In the listing below, rewrite the lines from the one with "Expected: for every instance of the power" to the one with "x=108 y=551", swapping "innermost" for "central" and leaving everything else unchanged.
## Start Provided data
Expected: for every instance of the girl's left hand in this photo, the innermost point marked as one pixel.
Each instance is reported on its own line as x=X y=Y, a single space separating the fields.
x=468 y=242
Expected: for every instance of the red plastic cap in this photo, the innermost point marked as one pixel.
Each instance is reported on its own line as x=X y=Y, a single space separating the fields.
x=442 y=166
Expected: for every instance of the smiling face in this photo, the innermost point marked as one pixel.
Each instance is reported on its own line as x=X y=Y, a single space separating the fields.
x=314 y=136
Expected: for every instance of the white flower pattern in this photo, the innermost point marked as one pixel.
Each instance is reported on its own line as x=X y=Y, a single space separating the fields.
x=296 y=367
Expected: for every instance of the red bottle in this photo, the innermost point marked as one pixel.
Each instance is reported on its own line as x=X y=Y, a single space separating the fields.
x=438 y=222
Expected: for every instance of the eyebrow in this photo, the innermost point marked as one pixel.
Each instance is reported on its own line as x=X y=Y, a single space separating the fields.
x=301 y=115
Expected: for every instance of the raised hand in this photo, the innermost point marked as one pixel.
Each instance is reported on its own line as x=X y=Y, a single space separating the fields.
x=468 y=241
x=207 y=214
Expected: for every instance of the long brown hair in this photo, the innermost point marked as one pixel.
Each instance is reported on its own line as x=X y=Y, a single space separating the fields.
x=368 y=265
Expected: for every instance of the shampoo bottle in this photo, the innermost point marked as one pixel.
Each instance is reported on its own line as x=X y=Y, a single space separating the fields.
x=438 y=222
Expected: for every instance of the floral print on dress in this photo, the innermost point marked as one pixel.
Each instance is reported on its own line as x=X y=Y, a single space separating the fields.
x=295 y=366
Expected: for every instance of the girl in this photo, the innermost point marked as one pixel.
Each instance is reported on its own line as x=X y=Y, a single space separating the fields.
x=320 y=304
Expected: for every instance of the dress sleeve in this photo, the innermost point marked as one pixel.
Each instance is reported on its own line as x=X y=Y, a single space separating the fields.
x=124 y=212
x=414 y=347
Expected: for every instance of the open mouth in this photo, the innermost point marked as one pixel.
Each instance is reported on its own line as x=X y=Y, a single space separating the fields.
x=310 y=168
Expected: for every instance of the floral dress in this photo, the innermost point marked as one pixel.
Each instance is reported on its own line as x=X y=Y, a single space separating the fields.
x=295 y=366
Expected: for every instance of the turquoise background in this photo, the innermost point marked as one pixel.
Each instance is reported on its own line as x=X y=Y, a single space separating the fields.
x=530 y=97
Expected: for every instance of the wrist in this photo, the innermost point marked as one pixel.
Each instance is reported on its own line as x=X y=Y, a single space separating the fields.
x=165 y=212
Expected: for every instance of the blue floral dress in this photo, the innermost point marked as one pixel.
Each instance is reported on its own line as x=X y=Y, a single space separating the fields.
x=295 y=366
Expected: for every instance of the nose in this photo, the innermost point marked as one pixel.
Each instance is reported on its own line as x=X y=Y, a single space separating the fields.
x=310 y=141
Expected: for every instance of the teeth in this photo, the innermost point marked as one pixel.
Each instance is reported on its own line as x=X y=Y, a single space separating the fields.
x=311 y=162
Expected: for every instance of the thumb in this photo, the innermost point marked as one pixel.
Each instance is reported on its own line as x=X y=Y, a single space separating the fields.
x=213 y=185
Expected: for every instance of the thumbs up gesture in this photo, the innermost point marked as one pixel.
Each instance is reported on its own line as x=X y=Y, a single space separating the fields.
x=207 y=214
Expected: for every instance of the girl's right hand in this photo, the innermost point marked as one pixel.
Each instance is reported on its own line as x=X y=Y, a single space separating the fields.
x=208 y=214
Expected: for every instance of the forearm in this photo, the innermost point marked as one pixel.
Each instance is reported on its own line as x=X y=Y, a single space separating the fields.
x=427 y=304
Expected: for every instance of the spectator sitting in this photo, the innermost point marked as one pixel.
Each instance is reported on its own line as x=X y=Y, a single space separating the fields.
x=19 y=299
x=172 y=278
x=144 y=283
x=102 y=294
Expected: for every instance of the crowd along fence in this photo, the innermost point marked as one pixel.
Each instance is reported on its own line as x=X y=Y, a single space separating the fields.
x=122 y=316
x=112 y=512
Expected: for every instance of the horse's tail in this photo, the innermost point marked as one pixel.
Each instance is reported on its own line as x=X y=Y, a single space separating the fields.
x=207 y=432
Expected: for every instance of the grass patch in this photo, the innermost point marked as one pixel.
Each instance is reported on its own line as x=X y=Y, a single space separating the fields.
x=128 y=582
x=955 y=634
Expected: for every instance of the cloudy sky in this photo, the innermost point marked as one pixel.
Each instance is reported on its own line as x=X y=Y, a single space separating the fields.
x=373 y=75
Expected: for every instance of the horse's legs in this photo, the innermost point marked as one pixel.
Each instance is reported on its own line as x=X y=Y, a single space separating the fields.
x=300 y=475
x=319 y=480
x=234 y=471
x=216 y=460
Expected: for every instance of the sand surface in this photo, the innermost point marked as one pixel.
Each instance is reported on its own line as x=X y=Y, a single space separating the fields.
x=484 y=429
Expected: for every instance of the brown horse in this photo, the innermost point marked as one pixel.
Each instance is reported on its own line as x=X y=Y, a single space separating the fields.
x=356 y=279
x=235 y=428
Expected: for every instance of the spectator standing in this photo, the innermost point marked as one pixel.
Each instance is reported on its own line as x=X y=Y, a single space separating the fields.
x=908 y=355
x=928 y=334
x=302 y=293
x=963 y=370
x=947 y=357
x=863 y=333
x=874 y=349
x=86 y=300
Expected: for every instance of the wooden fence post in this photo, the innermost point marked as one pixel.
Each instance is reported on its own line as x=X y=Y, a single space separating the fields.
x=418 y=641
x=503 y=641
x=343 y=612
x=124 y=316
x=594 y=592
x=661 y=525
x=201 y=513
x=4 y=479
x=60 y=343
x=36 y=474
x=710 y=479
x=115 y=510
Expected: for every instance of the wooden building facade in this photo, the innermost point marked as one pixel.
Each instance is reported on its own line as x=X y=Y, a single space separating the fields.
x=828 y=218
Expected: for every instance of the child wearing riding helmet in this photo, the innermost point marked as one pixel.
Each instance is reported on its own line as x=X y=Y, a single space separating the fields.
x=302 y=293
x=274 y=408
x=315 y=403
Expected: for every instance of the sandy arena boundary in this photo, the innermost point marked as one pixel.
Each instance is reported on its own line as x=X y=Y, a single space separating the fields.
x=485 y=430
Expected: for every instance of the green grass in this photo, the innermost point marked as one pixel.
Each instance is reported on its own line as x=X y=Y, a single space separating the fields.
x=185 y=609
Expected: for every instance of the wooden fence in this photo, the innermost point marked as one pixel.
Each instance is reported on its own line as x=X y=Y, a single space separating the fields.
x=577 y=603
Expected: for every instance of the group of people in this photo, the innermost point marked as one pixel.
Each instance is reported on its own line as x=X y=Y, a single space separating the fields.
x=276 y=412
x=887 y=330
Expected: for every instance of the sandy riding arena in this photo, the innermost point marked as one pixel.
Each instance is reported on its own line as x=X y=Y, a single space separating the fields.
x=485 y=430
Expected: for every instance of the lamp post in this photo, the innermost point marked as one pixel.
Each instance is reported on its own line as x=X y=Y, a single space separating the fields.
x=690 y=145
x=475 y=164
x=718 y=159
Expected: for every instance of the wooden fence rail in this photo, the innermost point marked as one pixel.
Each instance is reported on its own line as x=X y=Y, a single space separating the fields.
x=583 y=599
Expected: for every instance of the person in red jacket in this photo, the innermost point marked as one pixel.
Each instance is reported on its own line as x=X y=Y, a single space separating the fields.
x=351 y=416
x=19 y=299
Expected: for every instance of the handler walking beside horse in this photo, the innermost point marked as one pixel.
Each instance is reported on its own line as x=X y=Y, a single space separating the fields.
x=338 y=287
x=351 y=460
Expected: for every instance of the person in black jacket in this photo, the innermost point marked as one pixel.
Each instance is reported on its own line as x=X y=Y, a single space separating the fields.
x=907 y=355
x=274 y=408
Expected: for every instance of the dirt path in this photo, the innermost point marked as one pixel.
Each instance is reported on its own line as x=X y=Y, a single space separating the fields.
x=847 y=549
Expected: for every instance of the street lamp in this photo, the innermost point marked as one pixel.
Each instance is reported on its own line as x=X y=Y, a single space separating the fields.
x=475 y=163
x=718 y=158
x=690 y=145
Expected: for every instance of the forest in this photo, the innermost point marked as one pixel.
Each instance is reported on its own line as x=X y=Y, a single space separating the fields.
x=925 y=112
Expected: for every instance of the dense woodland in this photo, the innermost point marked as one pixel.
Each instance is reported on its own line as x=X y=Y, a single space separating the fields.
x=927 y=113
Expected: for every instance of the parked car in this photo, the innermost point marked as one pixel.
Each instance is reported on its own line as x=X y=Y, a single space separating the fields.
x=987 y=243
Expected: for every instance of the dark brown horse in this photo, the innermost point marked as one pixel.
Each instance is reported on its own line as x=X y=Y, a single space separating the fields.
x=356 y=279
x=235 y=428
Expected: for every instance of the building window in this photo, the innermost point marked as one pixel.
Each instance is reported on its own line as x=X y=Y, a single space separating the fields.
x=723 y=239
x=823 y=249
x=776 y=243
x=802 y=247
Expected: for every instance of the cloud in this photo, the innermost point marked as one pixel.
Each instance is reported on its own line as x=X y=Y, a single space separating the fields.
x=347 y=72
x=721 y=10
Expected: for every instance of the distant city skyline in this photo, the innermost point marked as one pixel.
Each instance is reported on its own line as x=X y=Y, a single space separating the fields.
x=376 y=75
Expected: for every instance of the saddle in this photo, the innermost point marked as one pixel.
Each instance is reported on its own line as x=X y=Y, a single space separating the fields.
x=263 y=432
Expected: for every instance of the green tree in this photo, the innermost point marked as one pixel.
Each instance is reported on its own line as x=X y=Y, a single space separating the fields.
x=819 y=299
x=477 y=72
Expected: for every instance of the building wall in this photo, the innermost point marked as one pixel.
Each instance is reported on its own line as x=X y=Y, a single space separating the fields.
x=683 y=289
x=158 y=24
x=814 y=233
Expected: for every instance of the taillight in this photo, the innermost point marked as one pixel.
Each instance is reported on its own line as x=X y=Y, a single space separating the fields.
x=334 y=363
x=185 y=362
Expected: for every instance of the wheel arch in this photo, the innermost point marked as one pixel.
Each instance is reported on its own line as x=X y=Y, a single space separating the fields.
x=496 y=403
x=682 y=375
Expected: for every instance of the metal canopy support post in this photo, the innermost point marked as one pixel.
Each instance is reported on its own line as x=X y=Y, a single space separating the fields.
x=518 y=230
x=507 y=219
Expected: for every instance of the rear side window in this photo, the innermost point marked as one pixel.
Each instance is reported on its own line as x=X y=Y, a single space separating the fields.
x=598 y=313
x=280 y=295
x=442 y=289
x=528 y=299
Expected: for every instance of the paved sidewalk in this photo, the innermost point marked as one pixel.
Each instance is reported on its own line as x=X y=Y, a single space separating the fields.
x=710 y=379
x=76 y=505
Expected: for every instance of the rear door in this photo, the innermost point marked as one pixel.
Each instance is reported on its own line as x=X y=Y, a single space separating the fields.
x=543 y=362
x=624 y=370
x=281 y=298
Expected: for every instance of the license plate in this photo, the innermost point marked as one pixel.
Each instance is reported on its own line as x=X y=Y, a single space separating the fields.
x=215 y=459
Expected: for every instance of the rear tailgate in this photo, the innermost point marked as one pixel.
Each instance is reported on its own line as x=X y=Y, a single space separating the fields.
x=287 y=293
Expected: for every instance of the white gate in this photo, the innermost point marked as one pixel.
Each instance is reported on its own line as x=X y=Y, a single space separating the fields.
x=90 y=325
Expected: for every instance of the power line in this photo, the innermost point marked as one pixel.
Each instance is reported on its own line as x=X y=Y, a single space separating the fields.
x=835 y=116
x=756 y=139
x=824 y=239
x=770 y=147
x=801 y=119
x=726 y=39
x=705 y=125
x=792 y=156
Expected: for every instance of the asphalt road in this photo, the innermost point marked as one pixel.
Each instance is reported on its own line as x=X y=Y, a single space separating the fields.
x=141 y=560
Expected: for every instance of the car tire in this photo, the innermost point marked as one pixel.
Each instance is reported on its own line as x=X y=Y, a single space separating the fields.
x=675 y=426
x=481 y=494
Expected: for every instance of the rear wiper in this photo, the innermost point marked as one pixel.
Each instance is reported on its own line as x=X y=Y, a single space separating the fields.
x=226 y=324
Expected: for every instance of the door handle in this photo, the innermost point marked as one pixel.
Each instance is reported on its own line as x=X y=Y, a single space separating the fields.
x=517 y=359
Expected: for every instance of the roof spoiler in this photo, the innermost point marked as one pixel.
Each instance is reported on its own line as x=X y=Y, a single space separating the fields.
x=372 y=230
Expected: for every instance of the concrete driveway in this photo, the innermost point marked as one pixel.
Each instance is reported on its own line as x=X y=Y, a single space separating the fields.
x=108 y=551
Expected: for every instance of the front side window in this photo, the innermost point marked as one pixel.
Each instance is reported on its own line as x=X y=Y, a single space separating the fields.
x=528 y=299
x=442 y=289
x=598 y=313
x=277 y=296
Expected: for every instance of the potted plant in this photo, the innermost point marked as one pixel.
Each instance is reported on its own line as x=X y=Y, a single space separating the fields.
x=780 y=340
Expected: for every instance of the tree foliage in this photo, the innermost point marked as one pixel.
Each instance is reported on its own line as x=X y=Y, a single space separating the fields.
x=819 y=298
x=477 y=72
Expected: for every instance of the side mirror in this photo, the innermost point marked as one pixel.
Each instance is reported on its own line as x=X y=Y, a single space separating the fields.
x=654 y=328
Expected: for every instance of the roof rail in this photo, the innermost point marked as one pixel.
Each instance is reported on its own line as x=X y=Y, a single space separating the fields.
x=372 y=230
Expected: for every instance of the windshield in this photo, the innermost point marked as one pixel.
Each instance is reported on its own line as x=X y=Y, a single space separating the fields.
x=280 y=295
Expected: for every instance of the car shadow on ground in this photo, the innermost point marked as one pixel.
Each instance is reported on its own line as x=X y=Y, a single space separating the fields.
## End Provided data
> Complete response:
Expected: for every instance of the power line in this photo, the central point marked as one pixel.
Each instance is reported on its own line as x=X y=Y, a single space separating the fields.
x=835 y=116
x=756 y=139
x=824 y=239
x=770 y=147
x=801 y=119
x=726 y=39
x=705 y=125
x=792 y=156
Expected: for every instance of the asphalt road in this photo, the central point marked as one pixel.
Each instance is reported on its own line as x=X y=Y, a single space separating the fields.
x=141 y=560
Expected: for every instance of the car tire in this photo, the central point marked as one pixel.
Each instance is reported on its own line as x=X y=Y, a single space separating the fields.
x=675 y=426
x=481 y=494
Expected: for every instance of the rear wiper in this photo, the central point marked as one pixel.
Each instance is reported on its own line as x=X y=Y, a single space separating the fields.
x=226 y=324
Expected: for every instance of the door handle in this photo, the central point marked as one pixel.
Each instance is reported on its own line as x=X y=Y, a single space separating the fields.
x=517 y=359
Expected: for every instance of the roof spoiler in this photo, the central point marked as one pixel.
Each instance is reported on its own line as x=X y=Y, a single space separating the fields.
x=372 y=230
Expected: for every instance of the concrete driveway in this photo, the central point marked as one pixel.
Each instance is reported on its own line as x=X y=Y, a single space separating the fields.
x=108 y=551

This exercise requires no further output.